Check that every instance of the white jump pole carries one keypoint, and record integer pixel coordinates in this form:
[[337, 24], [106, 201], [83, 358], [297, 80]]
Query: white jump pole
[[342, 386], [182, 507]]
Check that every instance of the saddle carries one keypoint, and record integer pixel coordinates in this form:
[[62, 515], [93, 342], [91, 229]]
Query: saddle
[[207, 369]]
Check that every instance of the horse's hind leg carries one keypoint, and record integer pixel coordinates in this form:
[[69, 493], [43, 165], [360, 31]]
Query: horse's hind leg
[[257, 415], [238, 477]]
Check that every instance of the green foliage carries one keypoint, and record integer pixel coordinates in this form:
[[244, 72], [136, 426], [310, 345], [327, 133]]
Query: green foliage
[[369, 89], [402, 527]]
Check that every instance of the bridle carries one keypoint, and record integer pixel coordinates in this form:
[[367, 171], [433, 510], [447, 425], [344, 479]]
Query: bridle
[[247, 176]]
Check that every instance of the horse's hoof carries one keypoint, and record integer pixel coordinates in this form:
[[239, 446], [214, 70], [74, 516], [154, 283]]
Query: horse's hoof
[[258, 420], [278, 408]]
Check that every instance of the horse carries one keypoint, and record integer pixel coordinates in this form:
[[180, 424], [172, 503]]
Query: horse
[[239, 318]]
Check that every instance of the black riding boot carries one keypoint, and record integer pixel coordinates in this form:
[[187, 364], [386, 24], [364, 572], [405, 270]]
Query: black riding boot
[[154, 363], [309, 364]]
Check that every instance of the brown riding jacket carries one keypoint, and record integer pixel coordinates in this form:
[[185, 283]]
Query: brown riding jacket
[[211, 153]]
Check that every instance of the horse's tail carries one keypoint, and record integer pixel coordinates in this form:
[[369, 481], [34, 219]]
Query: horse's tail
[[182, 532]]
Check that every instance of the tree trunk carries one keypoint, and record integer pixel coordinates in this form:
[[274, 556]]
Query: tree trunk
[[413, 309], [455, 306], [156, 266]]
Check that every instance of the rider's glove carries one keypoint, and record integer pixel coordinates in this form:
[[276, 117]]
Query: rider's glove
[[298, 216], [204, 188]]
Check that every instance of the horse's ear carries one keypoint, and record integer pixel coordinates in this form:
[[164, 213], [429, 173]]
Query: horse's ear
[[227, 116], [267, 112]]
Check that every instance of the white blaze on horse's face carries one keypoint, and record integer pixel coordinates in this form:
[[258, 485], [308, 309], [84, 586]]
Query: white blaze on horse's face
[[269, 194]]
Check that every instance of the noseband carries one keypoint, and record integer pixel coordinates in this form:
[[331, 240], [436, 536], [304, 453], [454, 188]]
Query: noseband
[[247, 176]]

-----

[Task details]:
Repeat the lines from the first one in the records through the line containing "Check that every instance of the green", exactly as written, and nothing else.

[Solution to this problem]:
Check that every instance of the white jump pole carries one keypoint, and record integer pixel coordinates in this form:
[[337, 24], [106, 201], [83, 358], [297, 80]]
Query: white jump pole
[[342, 386], [182, 507]]
Check that every instance of the saddle carries one keypoint, and record integer pixel coordinates in this form:
[[62, 515], [93, 342], [91, 229]]
Query: saddle
[[207, 369]]
Check that every instance of the horse's hind leg carries one keypoint, and record integer pixel coordinates in this form:
[[69, 493], [43, 165], [360, 31]]
Query: horse's hind leg
[[257, 415], [238, 477]]
Check that every instance of the green foliage carries one keypoint, and record integer pixel coordinates in this form:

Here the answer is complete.